Q: Назовите 5 ключевых техник оптимизации инференса LLM в порядке приоритета.

Red flag: "Квантизация, pruning, knowledge distillation..." (путает inference optimization с model compression)

Strong answer: "1) Continuous batching (2-24x throughput, dynamically add/remove requests -- biggest ROI при нулевой сложности). 2) PagedAttention (KV cache paging, memory waste: 60-80% -> <4%, enables 2-4x larger batch sizes). 3) Quantization FP8 (2x memory + 2x speed, <1% quality loss на Hopper+). 4) FlashAttention (O(n^2) -> O(n) memory, FA-3: 840 TFLOPS, 85% utilization на H100). 5) Speculative decoding (draft-verify pattern, 2-6x latency с EAGLE-3, mathematically identical output). Порядок: throughput -> memory -> latency."

Q: Как работает PagedAttention и почему это важно?

Red flag: "Это оптимизация attention, ускоряет вычисления."

....

Ваше задание.
Объясните в одном–трёх предложениях, почему во фрагменте ответ «Квантизация, pruning, knowledge distillation...» помечен как red flag. Отвечайте, опираясь только на фрагмент.

Доступные данные.

....

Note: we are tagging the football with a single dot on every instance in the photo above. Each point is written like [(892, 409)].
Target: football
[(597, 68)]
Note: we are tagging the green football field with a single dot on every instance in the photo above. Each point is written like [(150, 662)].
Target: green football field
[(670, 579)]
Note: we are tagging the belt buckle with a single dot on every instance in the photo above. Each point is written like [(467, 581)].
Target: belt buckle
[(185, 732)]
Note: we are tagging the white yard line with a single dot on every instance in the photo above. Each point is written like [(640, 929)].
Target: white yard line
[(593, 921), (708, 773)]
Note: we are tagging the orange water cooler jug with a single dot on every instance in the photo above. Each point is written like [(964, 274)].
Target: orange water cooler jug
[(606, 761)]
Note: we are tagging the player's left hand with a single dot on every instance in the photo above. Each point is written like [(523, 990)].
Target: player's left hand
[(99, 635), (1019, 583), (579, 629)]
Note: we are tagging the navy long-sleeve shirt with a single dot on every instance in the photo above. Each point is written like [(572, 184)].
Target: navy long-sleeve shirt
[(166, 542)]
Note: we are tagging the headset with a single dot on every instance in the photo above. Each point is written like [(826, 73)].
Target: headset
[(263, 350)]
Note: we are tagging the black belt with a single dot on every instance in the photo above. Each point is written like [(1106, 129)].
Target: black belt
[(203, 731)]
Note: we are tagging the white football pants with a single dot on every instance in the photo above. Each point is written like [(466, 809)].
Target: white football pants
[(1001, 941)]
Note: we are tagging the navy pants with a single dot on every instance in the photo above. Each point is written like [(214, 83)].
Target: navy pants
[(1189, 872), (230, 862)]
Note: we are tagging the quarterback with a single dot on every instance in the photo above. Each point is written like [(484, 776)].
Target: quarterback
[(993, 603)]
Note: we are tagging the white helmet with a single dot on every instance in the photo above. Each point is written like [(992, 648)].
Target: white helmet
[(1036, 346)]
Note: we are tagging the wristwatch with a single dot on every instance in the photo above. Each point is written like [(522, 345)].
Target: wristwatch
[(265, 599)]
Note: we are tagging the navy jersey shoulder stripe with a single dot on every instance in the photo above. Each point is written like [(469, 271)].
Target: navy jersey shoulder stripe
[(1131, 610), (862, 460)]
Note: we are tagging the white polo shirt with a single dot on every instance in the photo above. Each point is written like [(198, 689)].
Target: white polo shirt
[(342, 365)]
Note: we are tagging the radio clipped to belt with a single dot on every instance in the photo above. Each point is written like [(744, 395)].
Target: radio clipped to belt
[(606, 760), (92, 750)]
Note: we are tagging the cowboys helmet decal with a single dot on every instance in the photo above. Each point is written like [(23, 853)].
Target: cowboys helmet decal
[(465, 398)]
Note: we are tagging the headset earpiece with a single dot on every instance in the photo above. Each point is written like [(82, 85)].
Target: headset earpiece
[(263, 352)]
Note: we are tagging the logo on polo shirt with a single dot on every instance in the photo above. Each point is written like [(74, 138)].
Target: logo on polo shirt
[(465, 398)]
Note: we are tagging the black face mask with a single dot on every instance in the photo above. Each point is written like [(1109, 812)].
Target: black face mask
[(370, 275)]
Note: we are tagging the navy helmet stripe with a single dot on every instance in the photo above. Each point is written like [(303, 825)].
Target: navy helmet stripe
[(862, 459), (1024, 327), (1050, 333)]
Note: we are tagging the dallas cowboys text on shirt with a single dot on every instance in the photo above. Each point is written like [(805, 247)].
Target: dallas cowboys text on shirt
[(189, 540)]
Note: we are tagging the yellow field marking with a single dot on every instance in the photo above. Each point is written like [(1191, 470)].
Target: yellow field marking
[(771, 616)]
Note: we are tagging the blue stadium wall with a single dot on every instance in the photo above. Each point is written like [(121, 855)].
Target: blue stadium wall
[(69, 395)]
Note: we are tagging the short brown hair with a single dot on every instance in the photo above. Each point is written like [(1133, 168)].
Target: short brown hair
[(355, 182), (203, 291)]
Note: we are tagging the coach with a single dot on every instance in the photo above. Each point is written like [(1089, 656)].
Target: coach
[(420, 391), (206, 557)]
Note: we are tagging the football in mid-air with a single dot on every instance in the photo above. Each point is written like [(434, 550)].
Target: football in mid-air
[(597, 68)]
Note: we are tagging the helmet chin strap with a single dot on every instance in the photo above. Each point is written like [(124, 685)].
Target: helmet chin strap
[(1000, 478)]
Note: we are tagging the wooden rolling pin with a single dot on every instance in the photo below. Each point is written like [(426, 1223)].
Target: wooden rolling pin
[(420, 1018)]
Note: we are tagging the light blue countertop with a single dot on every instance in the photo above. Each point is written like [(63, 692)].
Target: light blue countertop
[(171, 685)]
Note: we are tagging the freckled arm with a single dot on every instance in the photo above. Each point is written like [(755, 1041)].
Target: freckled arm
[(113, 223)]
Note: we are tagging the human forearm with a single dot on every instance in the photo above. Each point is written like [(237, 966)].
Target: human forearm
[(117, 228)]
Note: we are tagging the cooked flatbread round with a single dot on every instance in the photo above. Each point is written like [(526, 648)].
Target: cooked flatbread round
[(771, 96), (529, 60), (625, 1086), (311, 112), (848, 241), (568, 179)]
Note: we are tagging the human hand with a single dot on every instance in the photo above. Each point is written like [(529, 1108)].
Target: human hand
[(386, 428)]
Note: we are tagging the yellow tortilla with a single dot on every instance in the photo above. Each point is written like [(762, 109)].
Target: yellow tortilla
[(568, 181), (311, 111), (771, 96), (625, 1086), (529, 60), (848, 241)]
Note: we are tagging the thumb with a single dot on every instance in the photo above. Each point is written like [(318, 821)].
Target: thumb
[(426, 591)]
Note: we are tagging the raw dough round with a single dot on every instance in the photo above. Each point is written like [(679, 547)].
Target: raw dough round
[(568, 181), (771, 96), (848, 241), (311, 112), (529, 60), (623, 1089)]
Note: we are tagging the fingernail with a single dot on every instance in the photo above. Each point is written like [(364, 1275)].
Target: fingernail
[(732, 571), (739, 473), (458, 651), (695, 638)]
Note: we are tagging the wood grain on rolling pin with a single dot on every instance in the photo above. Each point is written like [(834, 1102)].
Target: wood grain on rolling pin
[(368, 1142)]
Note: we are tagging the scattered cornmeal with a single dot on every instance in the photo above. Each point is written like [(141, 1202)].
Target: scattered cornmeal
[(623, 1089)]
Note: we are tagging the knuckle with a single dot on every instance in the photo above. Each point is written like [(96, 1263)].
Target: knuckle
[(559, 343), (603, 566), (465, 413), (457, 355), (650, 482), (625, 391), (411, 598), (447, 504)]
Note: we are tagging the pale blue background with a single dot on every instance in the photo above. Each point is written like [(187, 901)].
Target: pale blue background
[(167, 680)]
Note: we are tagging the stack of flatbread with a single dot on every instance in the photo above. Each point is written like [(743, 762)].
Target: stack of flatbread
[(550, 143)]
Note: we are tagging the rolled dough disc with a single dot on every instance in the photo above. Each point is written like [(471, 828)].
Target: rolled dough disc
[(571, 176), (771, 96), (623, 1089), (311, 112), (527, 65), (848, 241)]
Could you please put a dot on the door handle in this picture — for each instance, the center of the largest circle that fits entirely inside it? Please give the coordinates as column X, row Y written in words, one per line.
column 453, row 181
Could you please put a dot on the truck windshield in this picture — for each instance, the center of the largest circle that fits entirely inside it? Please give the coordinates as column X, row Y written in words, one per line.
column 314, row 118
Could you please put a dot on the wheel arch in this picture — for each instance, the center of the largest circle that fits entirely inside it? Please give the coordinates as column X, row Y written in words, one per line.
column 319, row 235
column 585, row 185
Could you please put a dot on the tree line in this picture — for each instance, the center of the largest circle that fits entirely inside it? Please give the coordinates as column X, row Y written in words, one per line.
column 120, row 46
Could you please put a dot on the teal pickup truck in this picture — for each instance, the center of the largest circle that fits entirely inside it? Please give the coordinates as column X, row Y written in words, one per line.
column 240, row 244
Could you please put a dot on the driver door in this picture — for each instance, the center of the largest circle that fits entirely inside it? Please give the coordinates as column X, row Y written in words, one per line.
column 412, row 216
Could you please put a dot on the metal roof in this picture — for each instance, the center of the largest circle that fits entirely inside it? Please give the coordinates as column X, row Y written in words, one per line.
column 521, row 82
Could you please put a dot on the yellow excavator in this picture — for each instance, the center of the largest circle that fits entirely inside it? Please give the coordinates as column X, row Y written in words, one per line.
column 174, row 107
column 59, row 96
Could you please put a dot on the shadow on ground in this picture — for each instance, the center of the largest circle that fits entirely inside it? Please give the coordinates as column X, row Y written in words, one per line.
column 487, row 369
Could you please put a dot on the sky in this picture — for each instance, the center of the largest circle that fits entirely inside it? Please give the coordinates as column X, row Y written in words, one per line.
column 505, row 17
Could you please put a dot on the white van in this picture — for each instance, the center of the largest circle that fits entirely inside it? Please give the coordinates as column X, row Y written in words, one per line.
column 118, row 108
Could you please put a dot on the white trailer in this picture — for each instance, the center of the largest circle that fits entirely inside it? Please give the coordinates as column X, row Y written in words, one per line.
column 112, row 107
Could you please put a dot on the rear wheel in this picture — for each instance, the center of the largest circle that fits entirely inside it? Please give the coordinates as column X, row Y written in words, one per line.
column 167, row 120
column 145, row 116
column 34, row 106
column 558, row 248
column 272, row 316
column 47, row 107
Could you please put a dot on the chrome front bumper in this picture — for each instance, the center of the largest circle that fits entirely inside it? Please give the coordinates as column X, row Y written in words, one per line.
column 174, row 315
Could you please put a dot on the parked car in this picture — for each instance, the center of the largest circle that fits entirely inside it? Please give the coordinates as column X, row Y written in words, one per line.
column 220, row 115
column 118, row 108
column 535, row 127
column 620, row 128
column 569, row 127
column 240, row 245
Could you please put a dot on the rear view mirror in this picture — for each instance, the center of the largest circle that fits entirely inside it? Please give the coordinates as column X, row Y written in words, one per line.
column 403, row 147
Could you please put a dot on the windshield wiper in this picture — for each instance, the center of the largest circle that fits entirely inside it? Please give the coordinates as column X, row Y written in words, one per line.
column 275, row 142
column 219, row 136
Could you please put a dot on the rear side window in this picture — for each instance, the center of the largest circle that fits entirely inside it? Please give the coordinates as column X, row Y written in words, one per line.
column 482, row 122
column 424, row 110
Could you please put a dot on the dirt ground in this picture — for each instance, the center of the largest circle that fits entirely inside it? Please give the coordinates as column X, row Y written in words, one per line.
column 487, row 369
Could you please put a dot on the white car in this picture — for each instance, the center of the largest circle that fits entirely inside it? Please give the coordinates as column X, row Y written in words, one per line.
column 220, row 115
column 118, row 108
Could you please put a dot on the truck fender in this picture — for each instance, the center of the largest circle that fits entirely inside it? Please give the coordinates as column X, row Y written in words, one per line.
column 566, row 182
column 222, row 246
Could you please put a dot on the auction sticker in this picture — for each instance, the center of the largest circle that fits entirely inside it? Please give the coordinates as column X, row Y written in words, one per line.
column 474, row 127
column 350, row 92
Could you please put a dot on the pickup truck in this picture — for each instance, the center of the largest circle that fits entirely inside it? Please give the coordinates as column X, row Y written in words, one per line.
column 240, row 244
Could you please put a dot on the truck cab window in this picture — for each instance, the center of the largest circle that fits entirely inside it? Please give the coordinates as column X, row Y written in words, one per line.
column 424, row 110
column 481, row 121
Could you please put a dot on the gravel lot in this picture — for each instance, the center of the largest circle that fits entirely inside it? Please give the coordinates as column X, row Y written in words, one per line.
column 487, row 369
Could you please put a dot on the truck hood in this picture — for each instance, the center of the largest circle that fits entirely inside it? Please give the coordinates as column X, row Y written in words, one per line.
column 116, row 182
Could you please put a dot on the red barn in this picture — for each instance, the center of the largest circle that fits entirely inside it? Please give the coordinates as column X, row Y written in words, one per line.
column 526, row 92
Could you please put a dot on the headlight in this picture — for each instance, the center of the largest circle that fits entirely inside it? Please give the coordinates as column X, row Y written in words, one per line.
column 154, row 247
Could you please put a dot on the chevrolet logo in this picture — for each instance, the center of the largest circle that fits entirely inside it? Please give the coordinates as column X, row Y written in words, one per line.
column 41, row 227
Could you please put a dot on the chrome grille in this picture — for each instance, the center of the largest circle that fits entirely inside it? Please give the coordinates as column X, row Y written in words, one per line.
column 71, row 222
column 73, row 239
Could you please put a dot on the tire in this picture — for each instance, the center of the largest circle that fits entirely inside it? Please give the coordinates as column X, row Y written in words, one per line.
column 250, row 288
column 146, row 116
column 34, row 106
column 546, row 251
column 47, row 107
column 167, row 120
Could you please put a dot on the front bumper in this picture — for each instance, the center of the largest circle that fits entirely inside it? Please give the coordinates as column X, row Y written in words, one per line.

....

Ответ к заданию.
Этот ответ помечен как red flag, потому что в нём оптимизация инференса (inference optimization) путается со сжатием модели (model compression).